■ Exercise description
Copy out the records below word for word, leaving out the pictures.

◆ ◆ ◆ ◆ ◆

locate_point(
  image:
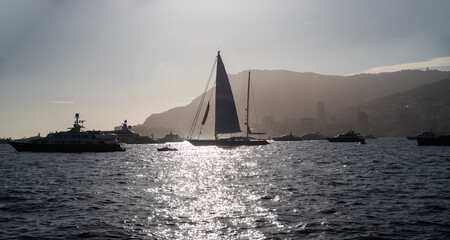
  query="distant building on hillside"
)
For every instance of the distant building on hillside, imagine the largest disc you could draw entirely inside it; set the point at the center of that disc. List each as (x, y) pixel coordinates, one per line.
(308, 125)
(321, 112)
(363, 123)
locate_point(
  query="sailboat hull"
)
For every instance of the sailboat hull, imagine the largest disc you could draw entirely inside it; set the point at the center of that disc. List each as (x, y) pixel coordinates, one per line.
(227, 142)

◆ ◆ ◆ ◆ ◆

■ Full answer
locate_point(
  image:
  query="distant building on hillside"
)
For every instance of the distant building on hillside, imagine the largest disc you could draw entirely inside it; set the point at the center of that disc. List each as (x, y) pixel coordinates, one per line.
(308, 125)
(321, 112)
(363, 123)
locate_point(
  query="sailboat hull"
)
For every instance of the sailboat hull, imagine the largest disc you could draw entirely inside it; set the point at the center of that disc. List each as (x, y) pixel coordinates, one per line.
(227, 142)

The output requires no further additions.